→ BRANO FORNITO:
R: Già da fidanzati sapevamo di non poter avere figli. Quando l’abbiamo scoperto, io avevo 21 anni, e lì sul momento andammo avanti come se niente fosse. Eravamo tanto innamorati e ci sentivamo tanto forti. Poi, da neo-sposini ci siamo messi all’opera e abbiamo cominciato a provarci lo stesso. Dopo un paio d’anni l’abbiamo capita. Era vero: i figli non venivano.
A un anno e mezzo dal matrimonio abbiamo accolto in affido familiare Ale, un bambino di nove anni, che poi è stato in famiglia con noi per 5 anni. Nel frattempo, abbiamo maturato il desiderio di accogliere un figlio della Provvidenza, così abbiamo avviato il cantiere dell’adozione.
Siamo diventati genitori in Colombia, a Bogotà, nel 2013 quando abbiamo adottato Miguel Ángel, di un anno. Poi nel 2016 siamo tornati per prendere Moisés David, di un anno e mezzo.

D: D: Parlaci di Alessandro, il bambino che avete amato “sino alla fine”.

→ COMPITO BREVE 1: Indica se ciascuna delle affermazioni seguenti concorda con il brano fornito, rispondendo sì o no e citando alla lettera le parole del brano che lo stabiliscono: (a) la coppia ha scoperto di non poter avere figli quando era già sposata; (b) Ale è rimasto in famiglia con la coppia per cinque anni; (c) Moisés David è stato adottato nel 2013.
→ COMPITO BREVE 2: Secondo il brano fornito, in quale città la coppia è diventata genitore adottando Miguel Ángel?
→ COMPITO BREVE 3: Trascrivi dal brano fornito il tratto che va da "Siamo diventati genitori" fino a "anno e mezzo.".

→ DATI:
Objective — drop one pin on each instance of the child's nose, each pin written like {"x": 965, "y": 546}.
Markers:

→ RISULTATO FINALE 1:
(a) No: "Già da fidanzati sapevamo di non poter avere figli."
(b) Sì: "che poi è stato in famiglia con noi per 5 anni".
(c) No: "Poi nel 2016 siamo tornati per prendere Moisés David, di un anno e mezzo."

→ RISULTATO FINALE 2: A Bogotà, in Colombia.

→ RISULTATO FINALE 3:
Siamo diventati genitori in Colombia, a Bogotà, nel 2013 quando abbiamo adottato Miguel Ángel, di un anno. Poi nel 2016 siamo tornati per prendere Moisés David, di un anno e mezzo.